■ Description of the task:
For the entries below, state how many lines contain the word "black" and add nothing else.

■ Given information:
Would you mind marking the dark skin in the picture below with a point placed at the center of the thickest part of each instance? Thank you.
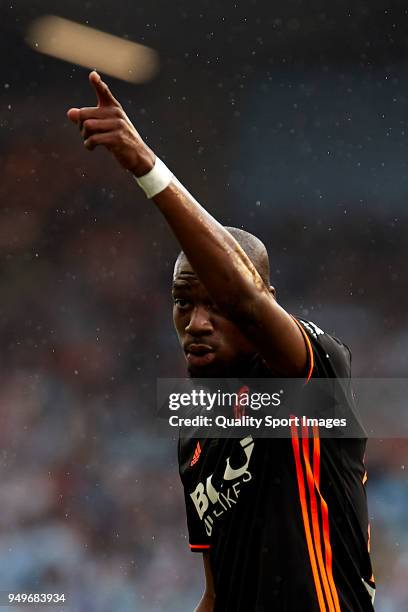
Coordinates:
(224, 312)
(213, 345)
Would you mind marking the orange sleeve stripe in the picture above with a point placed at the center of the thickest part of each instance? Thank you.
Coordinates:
(309, 349)
(315, 519)
(305, 517)
(316, 455)
(325, 520)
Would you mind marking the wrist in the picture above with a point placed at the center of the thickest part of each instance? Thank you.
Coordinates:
(155, 180)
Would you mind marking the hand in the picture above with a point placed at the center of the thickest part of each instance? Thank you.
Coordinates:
(108, 125)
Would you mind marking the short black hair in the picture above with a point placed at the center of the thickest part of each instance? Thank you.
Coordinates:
(253, 247)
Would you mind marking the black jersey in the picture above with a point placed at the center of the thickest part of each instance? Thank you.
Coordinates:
(284, 520)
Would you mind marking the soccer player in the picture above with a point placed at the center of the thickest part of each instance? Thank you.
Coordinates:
(281, 523)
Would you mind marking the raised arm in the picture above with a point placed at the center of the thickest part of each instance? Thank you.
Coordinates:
(220, 263)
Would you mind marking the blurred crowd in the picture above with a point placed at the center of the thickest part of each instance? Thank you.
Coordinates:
(91, 504)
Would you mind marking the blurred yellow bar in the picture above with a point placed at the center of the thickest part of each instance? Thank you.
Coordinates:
(85, 46)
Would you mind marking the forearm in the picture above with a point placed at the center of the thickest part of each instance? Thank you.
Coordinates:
(221, 264)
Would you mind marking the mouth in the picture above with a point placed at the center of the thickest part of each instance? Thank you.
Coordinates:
(199, 355)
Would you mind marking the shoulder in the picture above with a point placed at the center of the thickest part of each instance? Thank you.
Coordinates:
(330, 357)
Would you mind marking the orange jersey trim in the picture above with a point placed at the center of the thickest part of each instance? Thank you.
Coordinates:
(312, 485)
(305, 517)
(308, 347)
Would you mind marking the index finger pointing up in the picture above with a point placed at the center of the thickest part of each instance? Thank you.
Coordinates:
(103, 93)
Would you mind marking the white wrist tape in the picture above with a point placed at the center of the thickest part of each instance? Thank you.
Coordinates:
(157, 179)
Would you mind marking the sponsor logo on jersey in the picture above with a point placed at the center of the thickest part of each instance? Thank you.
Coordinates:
(211, 504)
(196, 455)
(312, 328)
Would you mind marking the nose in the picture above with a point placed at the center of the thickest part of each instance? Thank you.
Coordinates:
(200, 323)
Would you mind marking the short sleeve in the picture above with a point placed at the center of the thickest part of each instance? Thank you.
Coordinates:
(328, 357)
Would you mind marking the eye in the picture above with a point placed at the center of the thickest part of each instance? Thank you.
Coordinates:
(181, 303)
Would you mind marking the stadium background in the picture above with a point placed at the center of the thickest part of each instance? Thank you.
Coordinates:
(289, 120)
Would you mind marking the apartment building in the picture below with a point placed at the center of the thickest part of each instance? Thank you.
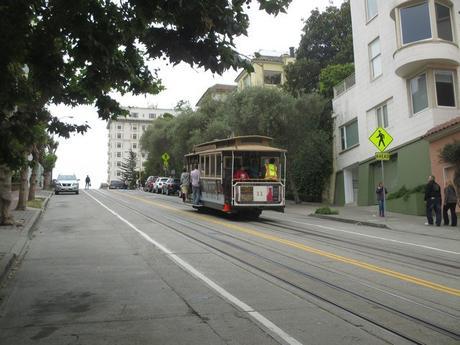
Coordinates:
(406, 80)
(217, 92)
(124, 135)
(268, 71)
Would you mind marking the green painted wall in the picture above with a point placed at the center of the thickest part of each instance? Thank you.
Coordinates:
(339, 195)
(409, 166)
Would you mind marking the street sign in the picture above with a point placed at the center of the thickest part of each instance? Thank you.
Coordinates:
(381, 139)
(165, 157)
(382, 156)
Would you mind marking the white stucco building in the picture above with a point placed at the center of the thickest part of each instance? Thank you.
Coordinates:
(406, 80)
(124, 135)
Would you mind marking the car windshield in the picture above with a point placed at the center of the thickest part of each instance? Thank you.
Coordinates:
(67, 177)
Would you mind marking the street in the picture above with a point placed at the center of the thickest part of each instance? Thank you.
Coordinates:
(128, 267)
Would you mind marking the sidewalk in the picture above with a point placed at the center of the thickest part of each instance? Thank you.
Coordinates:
(14, 238)
(368, 216)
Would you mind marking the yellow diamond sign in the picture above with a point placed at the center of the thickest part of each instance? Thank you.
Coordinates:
(381, 139)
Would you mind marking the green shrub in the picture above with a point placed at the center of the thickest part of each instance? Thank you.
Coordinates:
(326, 210)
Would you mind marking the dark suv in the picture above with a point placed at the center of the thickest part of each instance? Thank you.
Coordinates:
(171, 186)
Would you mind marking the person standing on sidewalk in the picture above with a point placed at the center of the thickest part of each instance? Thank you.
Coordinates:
(195, 178)
(450, 203)
(433, 201)
(381, 192)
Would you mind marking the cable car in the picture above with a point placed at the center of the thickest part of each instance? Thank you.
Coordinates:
(240, 175)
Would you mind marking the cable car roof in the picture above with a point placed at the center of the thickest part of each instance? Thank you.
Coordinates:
(247, 143)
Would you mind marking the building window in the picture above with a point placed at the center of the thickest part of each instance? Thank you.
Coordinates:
(415, 23)
(445, 91)
(371, 9)
(349, 135)
(382, 115)
(443, 22)
(375, 58)
(272, 77)
(419, 95)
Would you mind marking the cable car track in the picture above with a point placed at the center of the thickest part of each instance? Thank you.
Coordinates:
(286, 282)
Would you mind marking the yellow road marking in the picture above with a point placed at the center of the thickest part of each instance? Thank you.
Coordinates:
(361, 264)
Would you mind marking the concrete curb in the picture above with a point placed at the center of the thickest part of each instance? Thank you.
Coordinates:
(350, 221)
(21, 244)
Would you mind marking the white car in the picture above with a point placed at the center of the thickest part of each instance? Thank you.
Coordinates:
(66, 183)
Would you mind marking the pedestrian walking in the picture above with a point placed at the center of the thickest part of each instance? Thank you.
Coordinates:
(381, 192)
(450, 203)
(184, 184)
(195, 179)
(433, 201)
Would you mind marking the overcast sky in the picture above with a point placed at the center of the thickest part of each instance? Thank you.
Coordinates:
(87, 154)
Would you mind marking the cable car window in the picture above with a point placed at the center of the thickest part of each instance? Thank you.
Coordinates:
(213, 165)
(207, 166)
(202, 166)
(218, 165)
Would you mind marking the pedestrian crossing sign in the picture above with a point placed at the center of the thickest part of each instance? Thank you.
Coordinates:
(381, 139)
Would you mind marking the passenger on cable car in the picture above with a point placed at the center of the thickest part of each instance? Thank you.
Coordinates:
(240, 174)
(271, 170)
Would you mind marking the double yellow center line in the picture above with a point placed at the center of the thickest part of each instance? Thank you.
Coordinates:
(357, 263)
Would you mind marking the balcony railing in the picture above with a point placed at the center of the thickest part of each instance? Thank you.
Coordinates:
(344, 85)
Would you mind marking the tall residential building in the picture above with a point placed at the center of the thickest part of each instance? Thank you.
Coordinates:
(268, 71)
(124, 135)
(406, 80)
(217, 92)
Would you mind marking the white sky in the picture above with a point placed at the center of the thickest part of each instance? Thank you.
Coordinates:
(87, 154)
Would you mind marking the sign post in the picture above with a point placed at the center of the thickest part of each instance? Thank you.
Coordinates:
(381, 139)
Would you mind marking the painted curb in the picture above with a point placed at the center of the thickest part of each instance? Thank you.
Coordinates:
(351, 221)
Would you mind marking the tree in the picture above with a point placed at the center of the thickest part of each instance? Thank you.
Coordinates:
(80, 52)
(327, 40)
(128, 170)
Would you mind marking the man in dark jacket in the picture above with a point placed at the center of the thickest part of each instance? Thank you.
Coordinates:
(433, 201)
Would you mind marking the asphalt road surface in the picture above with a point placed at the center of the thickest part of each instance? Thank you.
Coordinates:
(127, 267)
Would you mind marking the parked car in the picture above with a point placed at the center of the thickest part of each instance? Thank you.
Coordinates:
(148, 186)
(171, 187)
(66, 183)
(117, 184)
(158, 185)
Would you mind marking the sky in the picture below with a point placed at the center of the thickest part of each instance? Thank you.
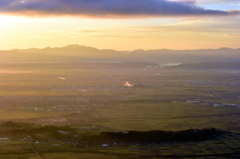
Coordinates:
(120, 24)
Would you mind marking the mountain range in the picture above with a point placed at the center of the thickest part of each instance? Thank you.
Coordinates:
(78, 53)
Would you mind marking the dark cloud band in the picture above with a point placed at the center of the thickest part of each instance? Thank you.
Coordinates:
(106, 8)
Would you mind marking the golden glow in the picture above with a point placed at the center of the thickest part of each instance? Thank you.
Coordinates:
(174, 33)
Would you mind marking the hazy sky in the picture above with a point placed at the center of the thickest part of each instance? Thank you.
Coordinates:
(120, 24)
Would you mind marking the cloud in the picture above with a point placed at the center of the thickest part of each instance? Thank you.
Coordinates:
(107, 8)
(220, 1)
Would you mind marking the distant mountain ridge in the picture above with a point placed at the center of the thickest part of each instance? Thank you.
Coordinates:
(79, 53)
(211, 66)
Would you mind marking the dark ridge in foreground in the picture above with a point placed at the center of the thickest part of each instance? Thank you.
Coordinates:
(155, 136)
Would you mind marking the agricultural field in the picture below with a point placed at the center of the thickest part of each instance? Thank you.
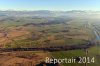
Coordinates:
(29, 31)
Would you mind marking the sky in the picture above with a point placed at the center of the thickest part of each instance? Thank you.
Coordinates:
(54, 5)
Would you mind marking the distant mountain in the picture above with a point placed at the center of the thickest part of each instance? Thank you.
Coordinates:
(47, 13)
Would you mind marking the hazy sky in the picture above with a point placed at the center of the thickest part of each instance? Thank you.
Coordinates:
(50, 5)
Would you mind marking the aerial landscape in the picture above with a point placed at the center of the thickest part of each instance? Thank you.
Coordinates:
(34, 36)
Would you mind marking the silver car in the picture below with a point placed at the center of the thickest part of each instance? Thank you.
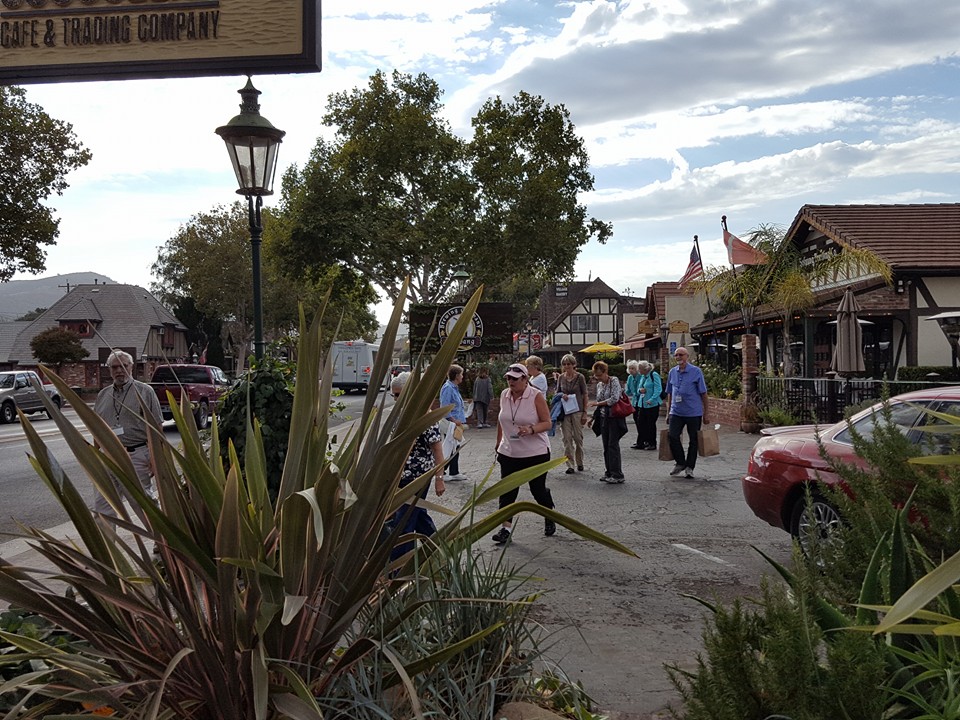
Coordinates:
(17, 390)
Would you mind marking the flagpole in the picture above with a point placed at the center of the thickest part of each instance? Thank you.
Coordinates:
(747, 326)
(713, 321)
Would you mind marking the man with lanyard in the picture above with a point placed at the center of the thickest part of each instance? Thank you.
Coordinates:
(686, 408)
(119, 404)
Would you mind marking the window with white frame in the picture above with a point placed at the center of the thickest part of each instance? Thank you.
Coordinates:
(583, 323)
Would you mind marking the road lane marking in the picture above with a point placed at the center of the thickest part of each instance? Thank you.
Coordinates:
(701, 553)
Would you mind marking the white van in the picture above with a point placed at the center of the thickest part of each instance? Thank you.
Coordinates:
(353, 362)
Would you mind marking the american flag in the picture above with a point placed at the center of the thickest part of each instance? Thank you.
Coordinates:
(694, 269)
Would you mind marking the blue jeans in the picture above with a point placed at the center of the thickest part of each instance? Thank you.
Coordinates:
(676, 426)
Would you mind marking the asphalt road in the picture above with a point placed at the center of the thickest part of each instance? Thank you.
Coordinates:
(613, 620)
(26, 498)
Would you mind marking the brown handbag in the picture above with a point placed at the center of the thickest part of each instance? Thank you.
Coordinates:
(622, 408)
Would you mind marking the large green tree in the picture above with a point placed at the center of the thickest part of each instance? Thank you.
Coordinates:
(209, 261)
(396, 193)
(530, 166)
(38, 152)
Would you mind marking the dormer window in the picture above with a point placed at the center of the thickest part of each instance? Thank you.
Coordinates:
(80, 327)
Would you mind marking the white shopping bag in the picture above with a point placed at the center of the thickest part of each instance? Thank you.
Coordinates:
(450, 443)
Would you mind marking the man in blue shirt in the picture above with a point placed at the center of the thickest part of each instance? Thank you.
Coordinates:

■ Exercise response:
2